[INFORMATION SHOWN Boundary: Start]
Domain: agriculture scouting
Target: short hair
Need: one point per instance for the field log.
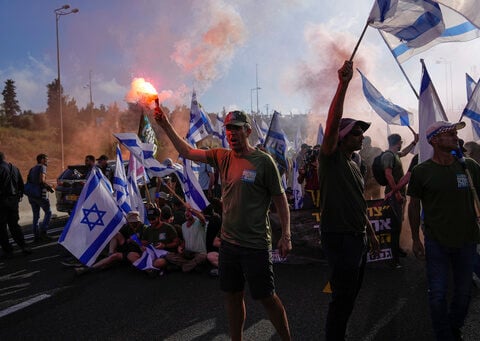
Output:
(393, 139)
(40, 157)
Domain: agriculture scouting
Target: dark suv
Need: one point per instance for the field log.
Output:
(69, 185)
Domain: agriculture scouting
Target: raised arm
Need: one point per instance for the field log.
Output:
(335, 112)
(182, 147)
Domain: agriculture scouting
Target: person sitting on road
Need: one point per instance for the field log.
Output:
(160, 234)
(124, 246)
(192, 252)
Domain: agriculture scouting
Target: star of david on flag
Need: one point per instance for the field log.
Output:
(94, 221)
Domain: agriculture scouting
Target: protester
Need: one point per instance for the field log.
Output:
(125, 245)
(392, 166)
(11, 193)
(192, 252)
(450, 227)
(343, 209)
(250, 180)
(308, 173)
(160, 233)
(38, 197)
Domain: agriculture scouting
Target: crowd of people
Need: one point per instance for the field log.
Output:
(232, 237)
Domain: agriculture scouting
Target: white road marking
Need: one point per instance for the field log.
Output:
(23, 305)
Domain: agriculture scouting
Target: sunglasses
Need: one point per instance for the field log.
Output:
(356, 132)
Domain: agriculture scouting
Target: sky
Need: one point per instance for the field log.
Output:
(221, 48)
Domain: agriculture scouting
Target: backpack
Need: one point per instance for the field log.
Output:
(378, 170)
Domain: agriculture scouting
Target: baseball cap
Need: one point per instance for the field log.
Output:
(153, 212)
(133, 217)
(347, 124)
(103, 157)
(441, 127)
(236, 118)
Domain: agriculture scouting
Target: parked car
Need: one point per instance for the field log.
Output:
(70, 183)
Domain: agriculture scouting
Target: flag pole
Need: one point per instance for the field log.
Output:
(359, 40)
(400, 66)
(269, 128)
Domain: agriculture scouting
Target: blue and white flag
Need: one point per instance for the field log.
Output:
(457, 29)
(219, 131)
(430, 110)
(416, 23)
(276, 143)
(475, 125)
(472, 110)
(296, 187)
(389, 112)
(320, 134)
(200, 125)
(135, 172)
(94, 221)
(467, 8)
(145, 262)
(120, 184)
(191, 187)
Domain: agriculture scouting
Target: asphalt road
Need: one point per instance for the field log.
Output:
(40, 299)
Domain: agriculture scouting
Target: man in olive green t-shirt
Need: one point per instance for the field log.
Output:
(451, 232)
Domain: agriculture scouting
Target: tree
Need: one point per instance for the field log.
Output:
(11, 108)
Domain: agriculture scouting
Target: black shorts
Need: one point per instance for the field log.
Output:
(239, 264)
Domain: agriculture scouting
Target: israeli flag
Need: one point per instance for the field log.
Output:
[INFORMATION SHOWN Boundary: End]
[INFORMATION SHOWN Boundary: Start]
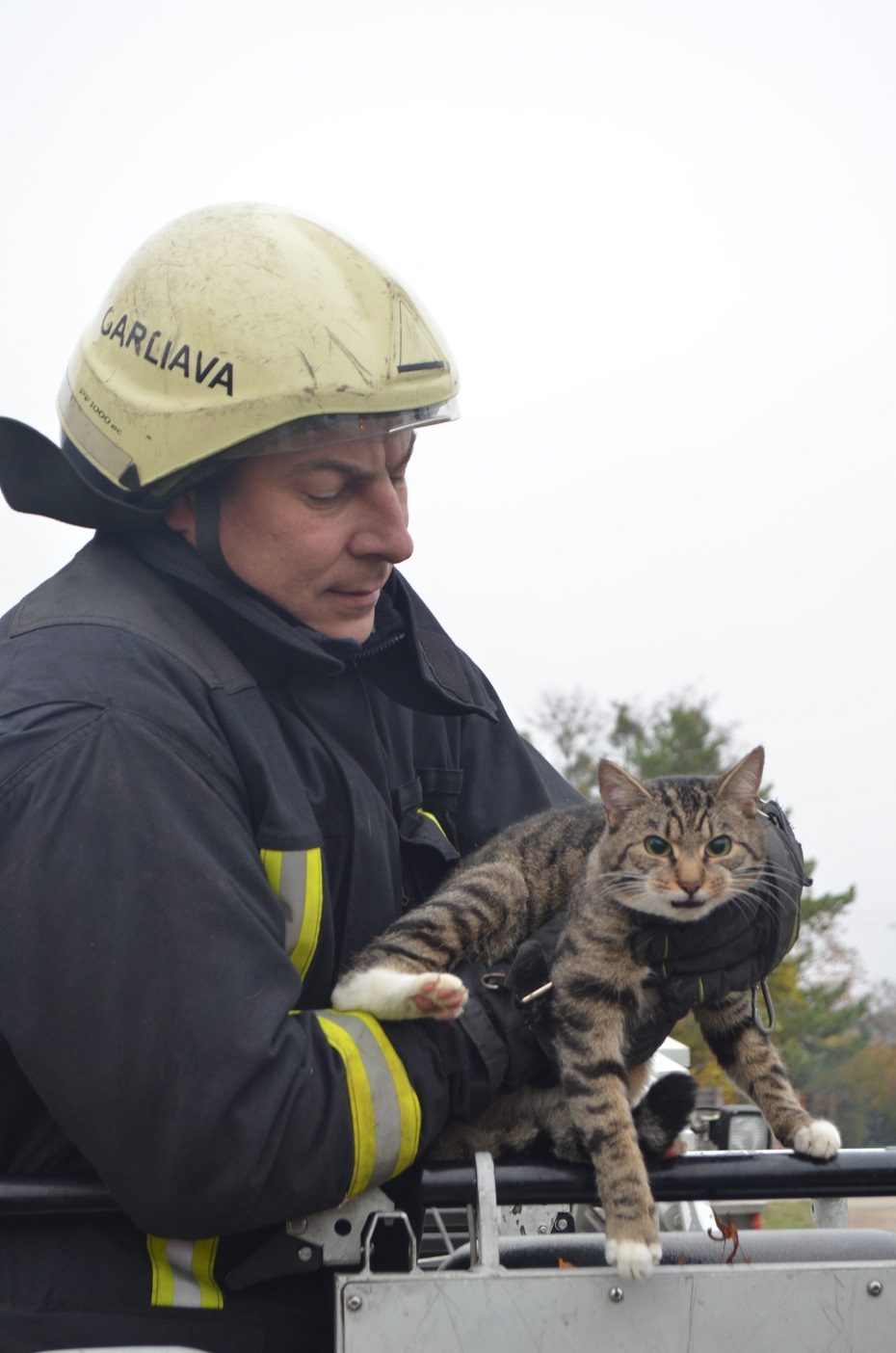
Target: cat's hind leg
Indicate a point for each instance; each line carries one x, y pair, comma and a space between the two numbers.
[INFORMATION SHOWN Boundary: End]
[INFORMATION SHOWN Boundary: Start]
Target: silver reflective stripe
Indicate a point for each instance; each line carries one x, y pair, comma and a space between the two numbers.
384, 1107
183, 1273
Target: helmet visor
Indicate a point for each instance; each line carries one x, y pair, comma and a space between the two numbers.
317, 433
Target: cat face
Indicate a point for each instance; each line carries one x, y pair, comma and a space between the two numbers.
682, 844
[INFORMATION SHOWN Boundary: End]
PROBLEM STATEMENT: Across the material, report every line that has the word "road".

ANSWER TO THIS PROBLEM:
Target: person sitting on road
Target: white road marking
Target: asphalt road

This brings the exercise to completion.